▶ _Work required_:
Reproduce the passage of the article on the brain-scan study of soldiers starting at "During their service, two-thirds" and ending at "after the events.".

▶ _Extract provided_:
┌──
The study, headed by Prof. Talma Hendler of the university's Sackler Faculty of Medicine's psychology and psychiatry department and Tel Aviv Sourasky Medical Center's brain function center, was recently published in Proceedings of the National Academy of Sciences (PNAS), a US journal.

High risk for suicide was gauged by assessing which soldiers were vulnerable to symptoms connected to post-traumatic stress disorder (PTSD). The brain regions most relevant to the prediction are the amygdala (responsible for emotional processing in the brain and warning people to avoid danger), the hippocampus (which processes memory), and the prefrontal cortex (which gives emotional and personal significance to stimuli).

Two-fifths of all individuals will at some time in their life experience at least one significant traumatic event, and most of them will react soon after with PTSD symptoms such as anxiety, bad moods, sleep problems and upsetting thoughts.

About one-fifth of these are liable to suffer from long-term PTSD symptoms such as depression and post-traumatic anxiety, while others will recover without therapy.

Until now, except for certain blood tests developed experimentally at Hadassah University Medical Center in Ein Kerem, there has been no objective way to determine who will recover on their own and who will need help. Since early diagnosis and treatment are vital for preventing long-term PTSD, a harmless scan could prove beneficial, said Hendler.

IDF paramedics - who volunteered for the study and constitute the first line of soldiers who treat the wounded - were tested before their basic training and 18 months later when they were already working as battlefield paramedics.

During their service, two-thirds of the paramedics reported having increased stress symptoms such as nightmares, repeated unpleasant thoughts and a bad moods. The fMRI scans showed that these symptoms increased when the amygdala was more active just before exposure to traumatic events and the hippocampus was more active after the events.

The tests also showed that as the negative symptoms developed, the hippocampus communicated less with the prefrontal cortex. This demonstrates flexibility in brain activity and brain regions connected with emotional reactions to stress, Hendler said. This finding points to the potential of changing the brain using medications or psychological treatment after exposure to trauma.

The findings, she concluded, show that "there is a model of activity and brain reaction characteristic of every individual, who can be sent for early individual treatment after being exposed to a traumatic event."

However, Hendler suggested that fMRI should not be used as a tool to keep individual soldiers out of sensitive military units but to help psychiatrists and psychologist treat the more susceptible soldiers earlier and better.

Meanwhile, World Suicide Prevention Day will be marked around the globe on Thursday. The International Association for Suicide Prevention (established nearly 50 years ago) set aside the day to promote the prevention of suicidal behavior, alleviating its effects and providing a forum for academics, mental health professionals, crisis workers, volunteers and suicide survivors.
└──
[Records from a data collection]
┌──
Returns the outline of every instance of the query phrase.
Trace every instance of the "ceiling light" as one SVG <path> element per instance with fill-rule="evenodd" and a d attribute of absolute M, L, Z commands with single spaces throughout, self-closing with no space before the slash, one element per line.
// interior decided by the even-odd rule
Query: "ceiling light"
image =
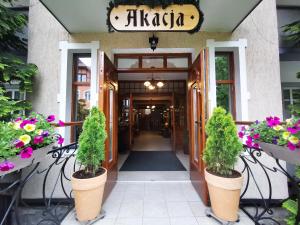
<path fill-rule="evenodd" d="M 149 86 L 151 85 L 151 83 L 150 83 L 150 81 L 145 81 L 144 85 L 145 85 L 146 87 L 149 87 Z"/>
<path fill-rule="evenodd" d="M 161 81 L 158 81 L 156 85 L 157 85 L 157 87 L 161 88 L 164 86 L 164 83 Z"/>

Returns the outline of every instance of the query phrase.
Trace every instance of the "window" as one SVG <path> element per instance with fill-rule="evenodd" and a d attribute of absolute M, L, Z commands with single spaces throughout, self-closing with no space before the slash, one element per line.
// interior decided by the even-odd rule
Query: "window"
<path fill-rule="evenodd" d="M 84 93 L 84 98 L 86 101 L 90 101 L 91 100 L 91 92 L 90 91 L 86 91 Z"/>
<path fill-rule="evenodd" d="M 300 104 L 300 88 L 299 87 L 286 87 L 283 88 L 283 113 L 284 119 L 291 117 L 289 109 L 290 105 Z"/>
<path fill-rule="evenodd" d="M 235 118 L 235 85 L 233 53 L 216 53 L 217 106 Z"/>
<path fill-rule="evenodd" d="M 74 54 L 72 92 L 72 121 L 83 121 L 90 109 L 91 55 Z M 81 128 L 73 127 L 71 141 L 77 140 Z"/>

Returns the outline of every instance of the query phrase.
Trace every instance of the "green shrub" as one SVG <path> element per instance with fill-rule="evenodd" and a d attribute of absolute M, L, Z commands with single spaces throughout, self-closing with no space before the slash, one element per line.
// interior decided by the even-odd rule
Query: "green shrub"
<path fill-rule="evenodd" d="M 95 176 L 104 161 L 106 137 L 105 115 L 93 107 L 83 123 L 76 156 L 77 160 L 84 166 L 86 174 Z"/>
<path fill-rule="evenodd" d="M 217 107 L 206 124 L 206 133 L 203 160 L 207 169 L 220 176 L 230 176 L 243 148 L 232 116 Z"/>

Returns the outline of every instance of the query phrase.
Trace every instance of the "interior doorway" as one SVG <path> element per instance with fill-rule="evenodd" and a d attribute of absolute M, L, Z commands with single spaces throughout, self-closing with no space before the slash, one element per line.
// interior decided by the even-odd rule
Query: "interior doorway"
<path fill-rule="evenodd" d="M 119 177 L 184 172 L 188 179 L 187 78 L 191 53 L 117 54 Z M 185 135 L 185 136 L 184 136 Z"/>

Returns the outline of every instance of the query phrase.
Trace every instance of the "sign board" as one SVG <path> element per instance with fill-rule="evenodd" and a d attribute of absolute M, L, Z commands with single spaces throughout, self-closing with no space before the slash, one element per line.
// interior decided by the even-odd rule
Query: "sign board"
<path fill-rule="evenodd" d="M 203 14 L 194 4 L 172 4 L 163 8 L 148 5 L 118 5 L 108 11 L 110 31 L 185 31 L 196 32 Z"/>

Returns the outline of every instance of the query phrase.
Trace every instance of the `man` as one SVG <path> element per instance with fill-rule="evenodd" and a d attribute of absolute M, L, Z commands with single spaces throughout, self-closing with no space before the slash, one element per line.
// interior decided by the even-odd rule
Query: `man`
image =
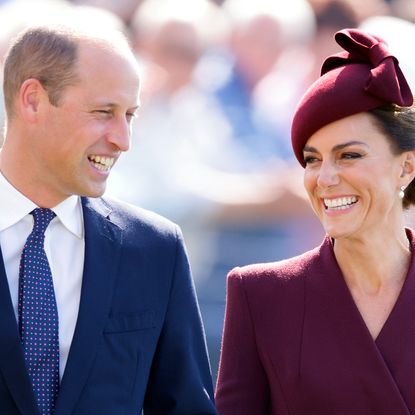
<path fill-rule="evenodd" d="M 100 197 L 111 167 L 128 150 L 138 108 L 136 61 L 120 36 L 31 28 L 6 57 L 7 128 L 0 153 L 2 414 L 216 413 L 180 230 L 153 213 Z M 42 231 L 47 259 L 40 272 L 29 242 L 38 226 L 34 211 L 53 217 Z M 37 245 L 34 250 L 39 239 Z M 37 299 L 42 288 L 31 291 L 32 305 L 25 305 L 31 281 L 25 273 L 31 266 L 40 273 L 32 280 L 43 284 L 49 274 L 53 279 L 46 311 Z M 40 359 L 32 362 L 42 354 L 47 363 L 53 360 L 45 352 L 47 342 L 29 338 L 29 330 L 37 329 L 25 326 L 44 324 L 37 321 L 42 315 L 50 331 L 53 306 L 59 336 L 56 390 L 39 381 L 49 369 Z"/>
└──
┌──
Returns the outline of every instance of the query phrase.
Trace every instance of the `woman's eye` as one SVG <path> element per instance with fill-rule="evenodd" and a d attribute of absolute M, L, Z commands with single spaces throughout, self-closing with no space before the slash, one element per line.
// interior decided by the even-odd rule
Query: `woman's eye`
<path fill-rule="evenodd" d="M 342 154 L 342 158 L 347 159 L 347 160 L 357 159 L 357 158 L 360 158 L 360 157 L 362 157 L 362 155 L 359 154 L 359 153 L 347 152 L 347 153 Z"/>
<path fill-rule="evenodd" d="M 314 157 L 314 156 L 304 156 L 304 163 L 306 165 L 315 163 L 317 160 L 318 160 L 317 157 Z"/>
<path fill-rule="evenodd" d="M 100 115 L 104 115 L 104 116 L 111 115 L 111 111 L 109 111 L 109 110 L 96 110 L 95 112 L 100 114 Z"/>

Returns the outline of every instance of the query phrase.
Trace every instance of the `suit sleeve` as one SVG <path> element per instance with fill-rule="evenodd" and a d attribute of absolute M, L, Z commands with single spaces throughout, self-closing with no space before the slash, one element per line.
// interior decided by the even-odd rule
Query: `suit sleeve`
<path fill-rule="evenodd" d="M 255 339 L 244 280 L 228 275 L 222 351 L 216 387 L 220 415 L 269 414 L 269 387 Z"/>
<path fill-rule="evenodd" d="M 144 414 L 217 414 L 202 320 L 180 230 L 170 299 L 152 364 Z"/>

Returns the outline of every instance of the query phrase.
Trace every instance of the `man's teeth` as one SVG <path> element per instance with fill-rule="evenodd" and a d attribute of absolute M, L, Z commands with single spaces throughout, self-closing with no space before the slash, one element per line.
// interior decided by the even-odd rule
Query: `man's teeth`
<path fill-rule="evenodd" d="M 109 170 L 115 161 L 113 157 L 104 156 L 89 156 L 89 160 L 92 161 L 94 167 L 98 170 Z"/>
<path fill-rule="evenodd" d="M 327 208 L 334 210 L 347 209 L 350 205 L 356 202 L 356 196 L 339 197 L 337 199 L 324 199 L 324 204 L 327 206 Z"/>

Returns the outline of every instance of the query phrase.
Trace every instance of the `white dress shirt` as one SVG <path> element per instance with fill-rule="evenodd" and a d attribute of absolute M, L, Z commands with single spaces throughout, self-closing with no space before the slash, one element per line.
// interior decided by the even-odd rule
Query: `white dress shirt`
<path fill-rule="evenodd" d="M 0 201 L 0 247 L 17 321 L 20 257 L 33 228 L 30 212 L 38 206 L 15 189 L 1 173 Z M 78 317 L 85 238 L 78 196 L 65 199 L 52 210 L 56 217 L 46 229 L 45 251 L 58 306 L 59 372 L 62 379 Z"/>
└──
▶ _Solution for this problem_:
During their service, two-thirds of the paramedics reported having increased stress symptoms such as nightmares, repeated unpleasant thoughts and a bad moods. The fMRI scans showed that these symptoms increased when the amygdala was more active just before exposure to traumatic events and the hippocampus was more active after the events.